Stated goal. The listing below must be repeated word for word, with its images excluded.

[Pointing records]
========================================
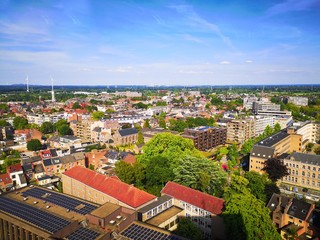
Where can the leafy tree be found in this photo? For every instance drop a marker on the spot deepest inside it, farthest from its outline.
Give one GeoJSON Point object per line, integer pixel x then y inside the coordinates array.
{"type": "Point", "coordinates": [19, 123]}
{"type": "Point", "coordinates": [261, 186]}
{"type": "Point", "coordinates": [275, 169]}
{"type": "Point", "coordinates": [186, 228]}
{"type": "Point", "coordinates": [4, 123]}
{"type": "Point", "coordinates": [76, 105]}
{"type": "Point", "coordinates": [34, 145]}
{"type": "Point", "coordinates": [125, 172]}
{"type": "Point", "coordinates": [162, 123]}
{"type": "Point", "coordinates": [247, 147]}
{"type": "Point", "coordinates": [158, 173]}
{"type": "Point", "coordinates": [64, 130]}
{"type": "Point", "coordinates": [169, 146]}
{"type": "Point", "coordinates": [309, 147]}
{"type": "Point", "coordinates": [140, 138]}
{"type": "Point", "coordinates": [201, 174]}
{"type": "Point", "coordinates": [47, 127]}
{"type": "Point", "coordinates": [317, 150]}
{"type": "Point", "coordinates": [146, 124]}
{"type": "Point", "coordinates": [277, 128]}
{"type": "Point", "coordinates": [97, 115]}
{"type": "Point", "coordinates": [161, 103]}
{"type": "Point", "coordinates": [245, 216]}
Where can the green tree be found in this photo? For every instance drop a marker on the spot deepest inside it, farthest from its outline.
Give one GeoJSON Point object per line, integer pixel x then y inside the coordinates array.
{"type": "Point", "coordinates": [140, 138]}
{"type": "Point", "coordinates": [20, 123]}
{"type": "Point", "coordinates": [124, 171]}
{"type": "Point", "coordinates": [64, 130]}
{"type": "Point", "coordinates": [261, 186]}
{"type": "Point", "coordinates": [4, 123]}
{"type": "Point", "coordinates": [34, 145]}
{"type": "Point", "coordinates": [317, 150]}
{"type": "Point", "coordinates": [47, 127]}
{"type": "Point", "coordinates": [201, 174]}
{"type": "Point", "coordinates": [277, 128]}
{"type": "Point", "coordinates": [169, 146]}
{"type": "Point", "coordinates": [97, 115]}
{"type": "Point", "coordinates": [146, 124]}
{"type": "Point", "coordinates": [186, 228]}
{"type": "Point", "coordinates": [162, 123]}
{"type": "Point", "coordinates": [247, 147]}
{"type": "Point", "coordinates": [158, 173]}
{"type": "Point", "coordinates": [76, 105]}
{"type": "Point", "coordinates": [245, 216]}
{"type": "Point", "coordinates": [275, 169]}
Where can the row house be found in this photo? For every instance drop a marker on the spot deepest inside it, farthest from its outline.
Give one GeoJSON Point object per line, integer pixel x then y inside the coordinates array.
{"type": "Point", "coordinates": [203, 209]}
{"type": "Point", "coordinates": [95, 187]}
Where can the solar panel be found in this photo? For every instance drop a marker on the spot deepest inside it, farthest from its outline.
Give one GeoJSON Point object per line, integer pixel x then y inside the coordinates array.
{"type": "Point", "coordinates": [135, 231]}
{"type": "Point", "coordinates": [37, 217]}
{"type": "Point", "coordinates": [60, 200]}
{"type": "Point", "coordinates": [83, 234]}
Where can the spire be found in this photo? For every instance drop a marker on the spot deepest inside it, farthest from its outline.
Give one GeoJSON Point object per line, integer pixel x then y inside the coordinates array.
{"type": "Point", "coordinates": [52, 92]}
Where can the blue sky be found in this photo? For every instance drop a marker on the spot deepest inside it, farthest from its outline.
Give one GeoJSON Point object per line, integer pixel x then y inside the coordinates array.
{"type": "Point", "coordinates": [194, 42]}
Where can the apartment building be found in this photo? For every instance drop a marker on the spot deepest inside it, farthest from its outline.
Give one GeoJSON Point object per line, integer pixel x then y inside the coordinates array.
{"type": "Point", "coordinates": [95, 187]}
{"type": "Point", "coordinates": [265, 106]}
{"type": "Point", "coordinates": [240, 130]}
{"type": "Point", "coordinates": [299, 101]}
{"type": "Point", "coordinates": [82, 129]}
{"type": "Point", "coordinates": [290, 213]}
{"type": "Point", "coordinates": [205, 138]}
{"type": "Point", "coordinates": [203, 209]}
{"type": "Point", "coordinates": [304, 171]}
{"type": "Point", "coordinates": [282, 142]}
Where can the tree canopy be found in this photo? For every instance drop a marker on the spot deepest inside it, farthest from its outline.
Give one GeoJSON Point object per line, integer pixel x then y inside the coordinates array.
{"type": "Point", "coordinates": [245, 216]}
{"type": "Point", "coordinates": [201, 174]}
{"type": "Point", "coordinates": [34, 145]}
{"type": "Point", "coordinates": [275, 169]}
{"type": "Point", "coordinates": [169, 146]}
{"type": "Point", "coordinates": [20, 123]}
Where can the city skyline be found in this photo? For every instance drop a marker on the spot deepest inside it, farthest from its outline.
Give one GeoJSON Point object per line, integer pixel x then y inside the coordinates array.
{"type": "Point", "coordinates": [160, 42]}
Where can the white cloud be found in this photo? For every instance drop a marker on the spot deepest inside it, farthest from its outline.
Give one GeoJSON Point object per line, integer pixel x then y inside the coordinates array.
{"type": "Point", "coordinates": [225, 62]}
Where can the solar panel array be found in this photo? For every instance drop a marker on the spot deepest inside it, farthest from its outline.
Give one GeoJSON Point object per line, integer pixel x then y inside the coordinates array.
{"type": "Point", "coordinates": [83, 234]}
{"type": "Point", "coordinates": [59, 200]}
{"type": "Point", "coordinates": [37, 217]}
{"type": "Point", "coordinates": [136, 232]}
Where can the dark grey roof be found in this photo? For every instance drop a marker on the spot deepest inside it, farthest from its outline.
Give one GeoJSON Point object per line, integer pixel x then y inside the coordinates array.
{"type": "Point", "coordinates": [262, 151]}
{"type": "Point", "coordinates": [38, 168]}
{"type": "Point", "coordinates": [276, 199]}
{"type": "Point", "coordinates": [23, 179]}
{"type": "Point", "coordinates": [68, 159]}
{"type": "Point", "coordinates": [270, 141]}
{"type": "Point", "coordinates": [127, 132]}
{"type": "Point", "coordinates": [306, 158]}
{"type": "Point", "coordinates": [160, 200]}
{"type": "Point", "coordinates": [299, 209]}
{"type": "Point", "coordinates": [78, 156]}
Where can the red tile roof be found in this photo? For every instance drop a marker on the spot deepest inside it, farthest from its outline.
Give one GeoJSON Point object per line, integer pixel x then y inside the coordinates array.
{"type": "Point", "coordinates": [196, 198]}
{"type": "Point", "coordinates": [14, 168]}
{"type": "Point", "coordinates": [125, 193]}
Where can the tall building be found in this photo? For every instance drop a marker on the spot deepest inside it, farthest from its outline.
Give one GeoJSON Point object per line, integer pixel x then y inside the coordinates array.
{"type": "Point", "coordinates": [282, 142]}
{"type": "Point", "coordinates": [205, 138]}
{"type": "Point", "coordinates": [240, 130]}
========================================
Reply to the task.
Where can the leafy tree be found in this photo? For every instance drop a marker on the spot deepest inside it, farthest from its outline.
Give one GeoJSON Point object per line, integer pixel x then y inside the coordinates array.
{"type": "Point", "coordinates": [19, 123]}
{"type": "Point", "coordinates": [261, 186]}
{"type": "Point", "coordinates": [275, 169]}
{"type": "Point", "coordinates": [186, 228]}
{"type": "Point", "coordinates": [4, 123]}
{"type": "Point", "coordinates": [76, 105]}
{"type": "Point", "coordinates": [34, 145]}
{"type": "Point", "coordinates": [125, 172]}
{"type": "Point", "coordinates": [162, 123]}
{"type": "Point", "coordinates": [247, 147]}
{"type": "Point", "coordinates": [158, 173]}
{"type": "Point", "coordinates": [64, 130]}
{"type": "Point", "coordinates": [169, 146]}
{"type": "Point", "coordinates": [309, 147]}
{"type": "Point", "coordinates": [140, 138]}
{"type": "Point", "coordinates": [201, 174]}
{"type": "Point", "coordinates": [47, 127]}
{"type": "Point", "coordinates": [317, 150]}
{"type": "Point", "coordinates": [146, 124]}
{"type": "Point", "coordinates": [277, 128]}
{"type": "Point", "coordinates": [97, 115]}
{"type": "Point", "coordinates": [161, 103]}
{"type": "Point", "coordinates": [245, 216]}
Where can the green tree be found in this photo? For every instance drop a marker on the spot deepest inside it, farthest from its outline.
Give one GeoJSON Point object per line, integer pixel x then y inside the coordinates array.
{"type": "Point", "coordinates": [140, 138]}
{"type": "Point", "coordinates": [20, 123]}
{"type": "Point", "coordinates": [124, 171]}
{"type": "Point", "coordinates": [64, 130]}
{"type": "Point", "coordinates": [261, 186]}
{"type": "Point", "coordinates": [4, 123]}
{"type": "Point", "coordinates": [34, 145]}
{"type": "Point", "coordinates": [317, 150]}
{"type": "Point", "coordinates": [47, 127]}
{"type": "Point", "coordinates": [201, 174]}
{"type": "Point", "coordinates": [277, 128]}
{"type": "Point", "coordinates": [169, 146]}
{"type": "Point", "coordinates": [97, 115]}
{"type": "Point", "coordinates": [146, 124]}
{"type": "Point", "coordinates": [186, 228]}
{"type": "Point", "coordinates": [162, 123]}
{"type": "Point", "coordinates": [247, 147]}
{"type": "Point", "coordinates": [158, 173]}
{"type": "Point", "coordinates": [76, 105]}
{"type": "Point", "coordinates": [245, 216]}
{"type": "Point", "coordinates": [275, 169]}
Where can the row house be found in this photo? For every instance drop a marker on the spot deepest inside it, farthest from its outline.
Give one GeoJSON Point object per line, integer pixel x then y inside the coordinates array.
{"type": "Point", "coordinates": [203, 209]}
{"type": "Point", "coordinates": [95, 187]}
Where can the solar panel be found in this photo? For every instance drop a marker on the spot deepest inside it, farthest from its outline.
Give one GeoJSON Point object per line, integer pixel x then y inside the coordinates array.
{"type": "Point", "coordinates": [135, 231]}
{"type": "Point", "coordinates": [37, 217]}
{"type": "Point", "coordinates": [60, 200]}
{"type": "Point", "coordinates": [83, 234]}
Where can the spire be found in this photo? For every instance drop a marker on the spot deepest inside it, farthest from its outline.
Give one GeoJSON Point object per line, integer pixel x then y inside the coordinates array.
{"type": "Point", "coordinates": [52, 92]}
Where can the blue sky be found in this photo? For every instance drop a marker on the spot deepest inside it, farthest from its outline.
Give one GeoJSON Point object per line, integer pixel x then y inside the coordinates array.
{"type": "Point", "coordinates": [194, 42]}
Where can the apartment building be found in this photo? For every instance drop a marker on the spot deepest inside it, farthest from its outline.
Give one GeoJSON Point object per line, integer pixel x then y inside the coordinates array.
{"type": "Point", "coordinates": [95, 187]}
{"type": "Point", "coordinates": [265, 106]}
{"type": "Point", "coordinates": [240, 130]}
{"type": "Point", "coordinates": [299, 101]}
{"type": "Point", "coordinates": [82, 129]}
{"type": "Point", "coordinates": [290, 213]}
{"type": "Point", "coordinates": [205, 138]}
{"type": "Point", "coordinates": [203, 209]}
{"type": "Point", "coordinates": [304, 171]}
{"type": "Point", "coordinates": [282, 142]}
Where can the tree canopy be found in this photo? For every instance drop a marker on the spot deepest inside it, farthest from its outline.
Give one GeoJSON Point object per line, integer pixel x then y inside the coordinates array.
{"type": "Point", "coordinates": [245, 216]}
{"type": "Point", "coordinates": [201, 174]}
{"type": "Point", "coordinates": [34, 145]}
{"type": "Point", "coordinates": [275, 169]}
{"type": "Point", "coordinates": [169, 146]}
{"type": "Point", "coordinates": [20, 123]}
Where can the city skyline be found in this photo? For every instance drop a marker on the spot deepest inside it, farthest from its outline.
Give one GeoJSON Point object per line, integer pixel x then y inside the coordinates array.
{"type": "Point", "coordinates": [160, 42]}
Where can the white cloud be found in this photo? For every instance drop a marker on the spot deepest inside it, farthest from its outline.
Give one GeoJSON Point object per line, integer pixel x then y inside the coordinates array.
{"type": "Point", "coordinates": [225, 62]}
Where can the solar panel array be found in this photo? For every instance drop a marker on the spot deepest inside it, farthest from its outline.
Give one GeoJSON Point object per line, integer pixel x then y inside the coordinates array.
{"type": "Point", "coordinates": [83, 234]}
{"type": "Point", "coordinates": [59, 200]}
{"type": "Point", "coordinates": [37, 217]}
{"type": "Point", "coordinates": [136, 232]}
Where can the dark grey roof be found in this photo? For every instance drop a marker on the spot deepest inside it, farthest from its outline.
Give one GeoJSON Point object per line, integer pixel x then y inside the coordinates array.
{"type": "Point", "coordinates": [262, 151]}
{"type": "Point", "coordinates": [38, 168]}
{"type": "Point", "coordinates": [276, 199]}
{"type": "Point", "coordinates": [23, 179]}
{"type": "Point", "coordinates": [68, 159]}
{"type": "Point", "coordinates": [270, 141]}
{"type": "Point", "coordinates": [127, 132]}
{"type": "Point", "coordinates": [306, 158]}
{"type": "Point", "coordinates": [160, 200]}
{"type": "Point", "coordinates": [299, 209]}
{"type": "Point", "coordinates": [78, 156]}
Where can the red tile roof be found in this photo? For every instance drop a marker on the spot deepest inside it, farthest from its outline.
Give one GeoJSON Point object per line, integer pixel x then y inside the coordinates array.
{"type": "Point", "coordinates": [196, 198]}
{"type": "Point", "coordinates": [14, 168]}
{"type": "Point", "coordinates": [125, 193]}
Where can the tall building be found in this photo? For every instance drop a marker on the spot deepest inside it, farthest from its outline.
Give one GeoJSON Point object per line, integer pixel x then y inside the coordinates array.
{"type": "Point", "coordinates": [282, 142]}
{"type": "Point", "coordinates": [205, 138]}
{"type": "Point", "coordinates": [240, 130]}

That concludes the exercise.